● TASK OBJECTIVE: Write the records out again, unchanged.

● RECORDS SHOWN:
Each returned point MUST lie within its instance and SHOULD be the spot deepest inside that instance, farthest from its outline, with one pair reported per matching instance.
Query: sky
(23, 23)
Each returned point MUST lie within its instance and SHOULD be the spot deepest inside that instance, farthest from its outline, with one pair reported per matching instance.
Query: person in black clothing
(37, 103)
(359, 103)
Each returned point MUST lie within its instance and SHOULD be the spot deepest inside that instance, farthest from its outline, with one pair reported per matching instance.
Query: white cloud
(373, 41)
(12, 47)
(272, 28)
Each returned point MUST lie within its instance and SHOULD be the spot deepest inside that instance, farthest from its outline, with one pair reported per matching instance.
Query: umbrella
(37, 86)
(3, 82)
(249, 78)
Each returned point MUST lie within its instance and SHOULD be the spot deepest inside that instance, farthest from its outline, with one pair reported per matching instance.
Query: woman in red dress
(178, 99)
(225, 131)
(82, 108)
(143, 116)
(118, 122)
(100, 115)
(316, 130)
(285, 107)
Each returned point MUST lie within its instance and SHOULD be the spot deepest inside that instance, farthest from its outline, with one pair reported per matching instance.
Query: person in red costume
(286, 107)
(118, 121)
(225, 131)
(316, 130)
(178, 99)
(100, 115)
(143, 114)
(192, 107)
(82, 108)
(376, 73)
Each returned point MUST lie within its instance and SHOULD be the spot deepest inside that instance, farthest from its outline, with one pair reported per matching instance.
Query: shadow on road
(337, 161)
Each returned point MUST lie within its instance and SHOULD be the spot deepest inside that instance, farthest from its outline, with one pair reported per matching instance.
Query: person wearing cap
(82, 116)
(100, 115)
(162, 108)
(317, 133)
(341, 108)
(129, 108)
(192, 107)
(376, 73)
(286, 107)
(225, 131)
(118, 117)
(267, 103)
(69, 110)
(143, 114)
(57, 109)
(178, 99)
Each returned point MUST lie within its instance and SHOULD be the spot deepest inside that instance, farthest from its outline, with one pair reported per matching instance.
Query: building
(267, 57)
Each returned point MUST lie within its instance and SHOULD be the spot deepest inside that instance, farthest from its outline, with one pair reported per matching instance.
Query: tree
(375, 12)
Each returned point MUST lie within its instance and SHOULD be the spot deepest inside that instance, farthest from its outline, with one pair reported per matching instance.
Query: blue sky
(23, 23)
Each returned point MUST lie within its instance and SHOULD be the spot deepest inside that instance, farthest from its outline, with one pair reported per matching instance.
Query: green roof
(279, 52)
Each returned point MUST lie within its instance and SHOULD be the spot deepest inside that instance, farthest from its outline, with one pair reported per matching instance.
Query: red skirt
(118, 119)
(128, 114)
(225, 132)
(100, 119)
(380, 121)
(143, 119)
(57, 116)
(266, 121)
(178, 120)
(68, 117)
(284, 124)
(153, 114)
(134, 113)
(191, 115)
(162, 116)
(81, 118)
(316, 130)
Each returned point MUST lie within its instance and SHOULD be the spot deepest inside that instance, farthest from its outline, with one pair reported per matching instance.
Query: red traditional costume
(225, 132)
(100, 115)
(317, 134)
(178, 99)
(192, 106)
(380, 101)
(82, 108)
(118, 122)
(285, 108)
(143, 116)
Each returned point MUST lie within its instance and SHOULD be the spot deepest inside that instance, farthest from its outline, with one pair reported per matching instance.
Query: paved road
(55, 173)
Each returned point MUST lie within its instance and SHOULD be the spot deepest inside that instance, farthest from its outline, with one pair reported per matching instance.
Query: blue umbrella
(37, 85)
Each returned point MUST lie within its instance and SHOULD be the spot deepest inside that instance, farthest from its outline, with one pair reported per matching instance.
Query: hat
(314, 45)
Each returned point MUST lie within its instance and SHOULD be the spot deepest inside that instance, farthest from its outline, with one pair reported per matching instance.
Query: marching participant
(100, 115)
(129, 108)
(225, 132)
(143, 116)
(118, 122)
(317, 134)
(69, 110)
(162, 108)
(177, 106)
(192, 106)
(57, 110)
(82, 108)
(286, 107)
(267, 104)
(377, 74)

● ANSWER BOX:
Each returned point MUST lie within its instance and SHOULD be the spot deepest inside that instance, farthest from its outline, with one pair reported per matching instance.
Query: sky
(23, 23)
Each returned point MUST lie within its instance and SHOULD be the spot deepest inside that instance, farthest from its outline, with one pair reported per matching instance.
Query: person in black clothing
(37, 103)
(359, 103)
Each returned point MUST lie within its instance and SHOULD be the spot deepest inside that instance, farthest from its outline, with one pair reported per matching instance.
Query: white cloud
(373, 41)
(12, 47)
(272, 28)
Each returned point MUST lie within its instance and SHOULD be the spot deepest inside that instance, farthest from its outline, with one pair reported per matching instance.
Query: umbrella
(37, 86)
(3, 82)
(249, 78)
Each returned point MUST lie within its instance and SHOULD be the spot deepest inside that instance, farthest from its outline, with one pair reported per matching instance.
Query: woman in red dress
(178, 99)
(225, 131)
(82, 108)
(143, 116)
(118, 122)
(100, 115)
(316, 130)
(285, 107)
Each returned point MUST lie within its instance and SHOULD be the spot deepest inside that instance, farthest from its outline, with one pair reported per matching instance.
Query: person in red costume
(286, 107)
(118, 121)
(225, 131)
(316, 130)
(178, 99)
(100, 115)
(143, 114)
(192, 107)
(82, 108)
(376, 73)
Each returned point MUST lie within its instance and SHOULD be the spot deepest inside that instance, farthest from its outline, with one pair reported per matching instance.
Query: shadow on road
(337, 161)
Each returned point MUST lie within its instance and SHOULD be the spot deepest inside that instance, farthest from its outline, with one pair reported per matching instance.
Query: person wearing cap
(82, 116)
(100, 115)
(162, 108)
(317, 133)
(341, 108)
(129, 108)
(192, 107)
(376, 73)
(286, 107)
(225, 131)
(118, 117)
(267, 103)
(69, 110)
(143, 114)
(57, 109)
(178, 99)
Each returned point MUST lie within its instance and SHOULD be the spot deepest inside that instance, farthest from its outline, with one pair reported per matching instance.
Query: building
(267, 57)
Each returned point MUST lie within its instance and SHOULD be the spot deepest inside that instance, farthest from its outline, with one pair reported per matching instance.
Query: tree
(375, 12)
Each returned point MUST lie within its instance and SHOULD be the spot deepest inside that instance, farthest from its outline, with one pair reported per matching instance.
Query: blue sky
(23, 23)
Each returned point MUST lie within its instance and SHOULD be the spot deepest inside that instance, farthest from its outline, with one pair reported per matching instance.
Query: green roof
(279, 52)
Each returned point MUST lie within its instance and SHOULD be the spot deepest inside that instance, farthest from its outline, with one pair reported per matching instance.
Query: red skirt
(118, 119)
(128, 114)
(225, 132)
(100, 119)
(380, 121)
(143, 119)
(57, 116)
(266, 121)
(178, 120)
(68, 117)
(284, 124)
(153, 114)
(134, 113)
(191, 115)
(162, 116)
(81, 118)
(316, 130)
Each returned point MUST lie within its instance and SHOULD be the spot deepest inside that instance, farthest from its outline, with one pair reported per matching instance.
Query: red traditional costume
(225, 132)
(100, 115)
(317, 134)
(178, 99)
(192, 106)
(380, 101)
(82, 108)
(118, 122)
(285, 108)
(143, 116)
Each returned point MUST lie within its instance and SHOULD be the spot deepest inside that instance, farthest from its outline, with one pair reported per matching instance.
Query: paved road
(55, 173)
Each returned point MUST lie within its instance and SHOULD be the spot deepest inside that instance, farthest from its outline, with one pair reported per matching instance.
Query: blue umbrella
(37, 85)
Each returned point MUST lie within its instance and SHOULD be the spot deepest inside that instance, farthest from its outline, with one pair reported per matching instance.
Query: hat
(314, 45)
Each returned point MUST lie within its instance and SHOULD be the spot deepest inside that instance, farthest from its outline, with one pair reported per matching instance.
Query: marching participant
(100, 115)
(129, 108)
(225, 132)
(143, 116)
(118, 122)
(317, 134)
(69, 110)
(162, 108)
(177, 106)
(192, 106)
(57, 110)
(82, 108)
(286, 107)
(267, 104)
(377, 74)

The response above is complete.